- **DOCUMENT**
Exercise 2

Write a function to compute the roots of a mathematical equation of the form \begin{align} ax^{2} + bx + c = 0. \end{align} Your function should be sensitive enough to adapt to situations in which a user might accidentally set $a=0$, or $b=0$, or even $a=b=0$. For example, if $a=0, b\neq 0$, your function should print a warning and compute the roots of the resulting linear function. It is up to you on how to handle the function header: feel free to use default keyword arguments, variable positional arguments, variable keyword arguments, or something else as you see fit. Try to make it user friendly.

Your function should return a tuple containing the roots of the provided equation.

- **DATA LISTING**
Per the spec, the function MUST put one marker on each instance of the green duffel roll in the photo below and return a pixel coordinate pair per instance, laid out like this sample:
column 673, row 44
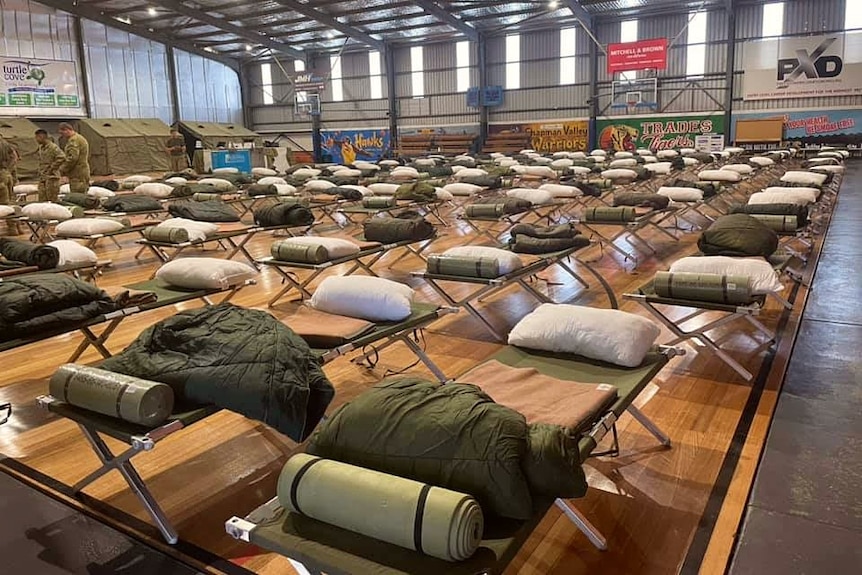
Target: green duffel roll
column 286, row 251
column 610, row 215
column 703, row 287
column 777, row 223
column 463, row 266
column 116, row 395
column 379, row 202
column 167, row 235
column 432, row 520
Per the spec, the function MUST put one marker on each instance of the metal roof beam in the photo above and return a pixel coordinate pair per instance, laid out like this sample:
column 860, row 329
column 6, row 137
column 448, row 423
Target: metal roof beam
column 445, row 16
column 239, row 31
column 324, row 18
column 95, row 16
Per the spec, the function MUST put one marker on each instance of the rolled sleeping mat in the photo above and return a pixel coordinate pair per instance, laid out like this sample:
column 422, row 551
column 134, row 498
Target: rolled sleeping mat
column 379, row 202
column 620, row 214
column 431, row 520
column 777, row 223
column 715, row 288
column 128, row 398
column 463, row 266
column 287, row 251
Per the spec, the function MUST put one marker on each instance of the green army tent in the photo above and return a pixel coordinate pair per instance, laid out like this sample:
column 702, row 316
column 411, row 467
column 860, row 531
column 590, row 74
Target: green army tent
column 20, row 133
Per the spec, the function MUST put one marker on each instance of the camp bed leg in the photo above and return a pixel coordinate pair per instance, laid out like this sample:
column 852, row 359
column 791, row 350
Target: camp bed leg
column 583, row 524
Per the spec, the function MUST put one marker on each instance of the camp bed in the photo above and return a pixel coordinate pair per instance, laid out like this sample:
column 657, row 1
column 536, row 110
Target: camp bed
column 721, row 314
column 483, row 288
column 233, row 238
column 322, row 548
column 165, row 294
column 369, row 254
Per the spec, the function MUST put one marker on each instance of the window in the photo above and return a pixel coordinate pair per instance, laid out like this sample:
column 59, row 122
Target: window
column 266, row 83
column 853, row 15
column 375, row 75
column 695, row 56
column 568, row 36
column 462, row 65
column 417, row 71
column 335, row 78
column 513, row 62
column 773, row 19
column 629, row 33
==
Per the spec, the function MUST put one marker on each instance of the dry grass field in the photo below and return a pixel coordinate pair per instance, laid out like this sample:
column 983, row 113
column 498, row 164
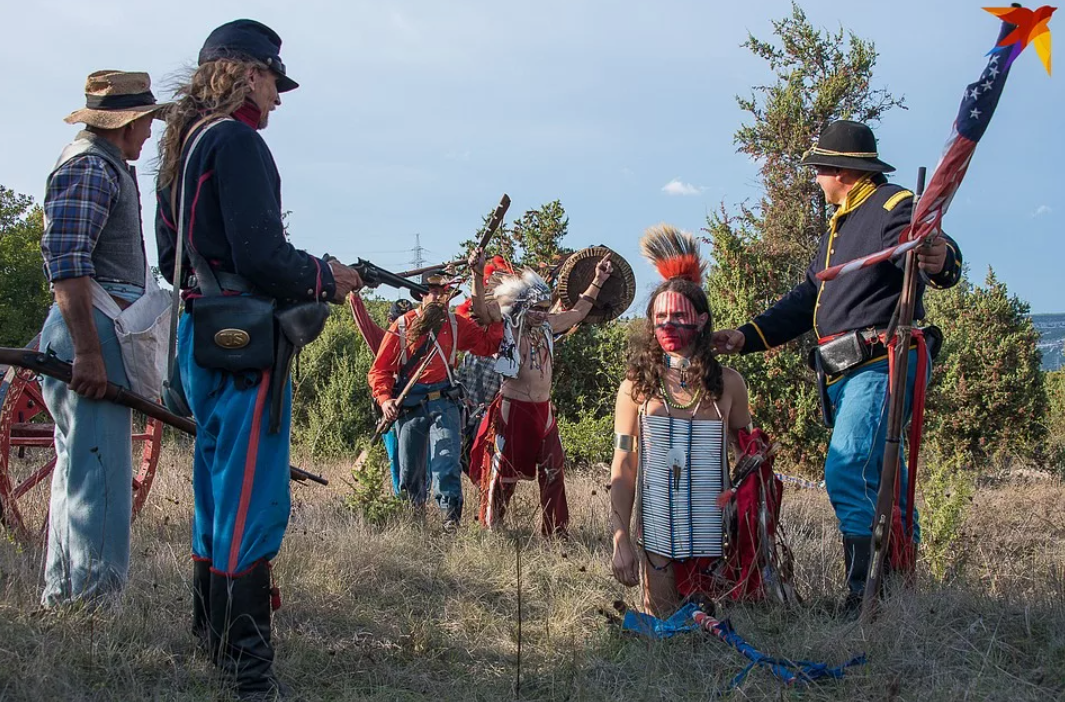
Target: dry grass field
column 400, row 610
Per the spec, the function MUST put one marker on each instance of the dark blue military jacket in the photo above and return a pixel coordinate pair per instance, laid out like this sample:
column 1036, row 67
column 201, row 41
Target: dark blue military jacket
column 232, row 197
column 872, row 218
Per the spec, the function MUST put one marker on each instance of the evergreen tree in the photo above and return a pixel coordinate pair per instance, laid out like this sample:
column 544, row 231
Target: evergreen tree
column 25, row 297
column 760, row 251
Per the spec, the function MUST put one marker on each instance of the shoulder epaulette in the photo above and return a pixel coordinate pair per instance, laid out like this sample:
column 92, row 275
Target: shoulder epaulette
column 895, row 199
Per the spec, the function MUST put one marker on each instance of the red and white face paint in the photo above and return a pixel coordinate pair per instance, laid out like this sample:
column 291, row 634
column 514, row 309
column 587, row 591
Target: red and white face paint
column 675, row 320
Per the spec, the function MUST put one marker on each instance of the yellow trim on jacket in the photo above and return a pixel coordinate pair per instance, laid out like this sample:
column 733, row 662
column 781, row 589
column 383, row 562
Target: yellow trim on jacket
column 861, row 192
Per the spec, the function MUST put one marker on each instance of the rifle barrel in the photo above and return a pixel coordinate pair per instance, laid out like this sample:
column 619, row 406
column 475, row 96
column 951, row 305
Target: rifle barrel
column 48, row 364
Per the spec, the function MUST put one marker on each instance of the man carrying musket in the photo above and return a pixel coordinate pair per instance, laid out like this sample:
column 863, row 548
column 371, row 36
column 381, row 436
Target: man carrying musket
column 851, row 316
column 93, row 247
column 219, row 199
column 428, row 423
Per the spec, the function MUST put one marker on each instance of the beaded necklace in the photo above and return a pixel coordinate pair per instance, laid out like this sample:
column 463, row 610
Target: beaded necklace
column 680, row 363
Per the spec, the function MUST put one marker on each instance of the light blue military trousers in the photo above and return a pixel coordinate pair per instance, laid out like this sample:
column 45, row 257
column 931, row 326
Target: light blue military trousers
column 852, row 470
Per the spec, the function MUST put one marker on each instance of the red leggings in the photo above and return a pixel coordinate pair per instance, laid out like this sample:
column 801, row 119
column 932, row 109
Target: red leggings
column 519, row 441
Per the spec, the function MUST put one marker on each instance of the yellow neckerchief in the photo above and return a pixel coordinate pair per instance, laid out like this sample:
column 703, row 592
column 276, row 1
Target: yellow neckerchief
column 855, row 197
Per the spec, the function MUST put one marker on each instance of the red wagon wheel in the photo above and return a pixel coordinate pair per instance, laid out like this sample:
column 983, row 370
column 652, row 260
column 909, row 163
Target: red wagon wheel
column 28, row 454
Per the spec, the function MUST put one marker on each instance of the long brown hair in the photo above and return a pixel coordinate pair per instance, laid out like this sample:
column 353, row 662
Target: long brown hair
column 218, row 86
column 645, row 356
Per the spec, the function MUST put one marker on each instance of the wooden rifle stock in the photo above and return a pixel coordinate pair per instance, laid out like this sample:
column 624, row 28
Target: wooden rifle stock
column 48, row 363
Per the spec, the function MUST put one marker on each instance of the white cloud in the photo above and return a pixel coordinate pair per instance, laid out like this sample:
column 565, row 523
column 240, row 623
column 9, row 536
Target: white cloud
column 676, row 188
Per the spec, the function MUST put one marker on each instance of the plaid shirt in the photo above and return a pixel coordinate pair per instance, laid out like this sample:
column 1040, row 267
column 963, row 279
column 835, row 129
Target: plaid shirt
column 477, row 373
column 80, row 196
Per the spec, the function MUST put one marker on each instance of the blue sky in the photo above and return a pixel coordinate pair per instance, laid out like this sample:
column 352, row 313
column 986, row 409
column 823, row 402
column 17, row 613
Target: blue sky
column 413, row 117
...
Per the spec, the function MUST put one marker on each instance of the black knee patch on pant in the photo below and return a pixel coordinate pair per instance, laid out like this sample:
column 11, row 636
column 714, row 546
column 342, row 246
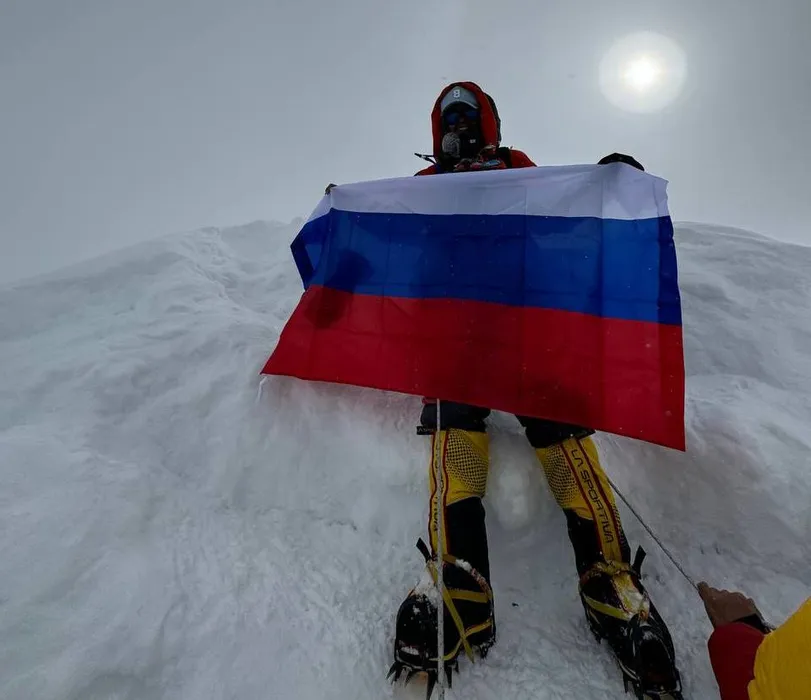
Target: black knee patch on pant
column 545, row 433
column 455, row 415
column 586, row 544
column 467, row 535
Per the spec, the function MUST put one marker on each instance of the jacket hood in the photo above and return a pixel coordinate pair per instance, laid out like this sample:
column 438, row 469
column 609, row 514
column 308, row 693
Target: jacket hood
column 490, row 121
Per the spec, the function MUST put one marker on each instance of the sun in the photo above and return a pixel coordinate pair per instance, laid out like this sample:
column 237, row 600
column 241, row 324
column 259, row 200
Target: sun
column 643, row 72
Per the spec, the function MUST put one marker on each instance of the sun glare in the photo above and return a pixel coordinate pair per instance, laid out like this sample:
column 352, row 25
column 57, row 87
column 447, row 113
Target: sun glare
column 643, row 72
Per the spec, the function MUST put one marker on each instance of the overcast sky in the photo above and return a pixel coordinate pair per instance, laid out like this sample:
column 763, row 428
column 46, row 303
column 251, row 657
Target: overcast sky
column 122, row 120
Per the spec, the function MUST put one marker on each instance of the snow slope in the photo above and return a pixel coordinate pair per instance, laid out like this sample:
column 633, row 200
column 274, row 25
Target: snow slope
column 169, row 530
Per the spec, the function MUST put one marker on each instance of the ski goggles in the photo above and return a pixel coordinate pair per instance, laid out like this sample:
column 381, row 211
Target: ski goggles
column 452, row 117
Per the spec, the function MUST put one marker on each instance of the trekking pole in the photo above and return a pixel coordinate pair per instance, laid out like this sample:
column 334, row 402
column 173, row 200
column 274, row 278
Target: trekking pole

- **PROBLEM DESCRIPTION**
From the quadratic-roots exercise, extract the stretch from "Write a function" through "it user friendly.", copying it word for word.

- **COMPLETE OUTPUT**
Write a function to compute the roots of a mathematical equation of the form \begin{align} ax^{2} + bx + c = 0. \end{align} Your function should be sensitive enough to adapt to situations in which a user might accidentally set $a=0$, or $b=0$, or even $a=b=0$. For example, if $a=0, b\neq 0$, your function should print a warning and compute the roots of the resulting linear function. It is up to you on how to handle the function header: feel free to use default keyword arguments, variable positional arguments, variable keyword arguments, or something else as you see fit. Try to make it user friendly.